# MATERIAL FOR THE TASK:
____________

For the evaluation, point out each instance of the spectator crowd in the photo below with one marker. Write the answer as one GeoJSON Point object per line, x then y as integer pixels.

____________

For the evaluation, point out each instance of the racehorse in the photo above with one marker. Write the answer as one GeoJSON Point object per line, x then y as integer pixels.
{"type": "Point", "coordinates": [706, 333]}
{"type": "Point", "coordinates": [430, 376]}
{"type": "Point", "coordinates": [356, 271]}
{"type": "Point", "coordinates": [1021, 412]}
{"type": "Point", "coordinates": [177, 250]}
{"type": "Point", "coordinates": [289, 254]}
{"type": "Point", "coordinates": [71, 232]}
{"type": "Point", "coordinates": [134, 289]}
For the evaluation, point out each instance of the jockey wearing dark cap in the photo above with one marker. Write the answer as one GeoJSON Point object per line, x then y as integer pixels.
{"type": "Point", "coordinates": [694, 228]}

____________

# THE TASK:
Please gather every line in the data above that contains the string "GeoJSON".

# REPLY TO THE TASK:
For the evaluation, point out each instance of the spectator crowd in the photo below with one marker. Write the answer as one GeoJSON Point object per line, x then y as integer pixels.
For the evaluation, point out each instance of the racehorse in the photo above with one marker. Write the answer as one GeoJSON Point object per line, x then y as integer pixels.
For the evaluation, point out each instance of the jockey wearing dark cap in the photo above with one marker. Write the answer as one GeoJSON Point object per line, x then y as integer pixels.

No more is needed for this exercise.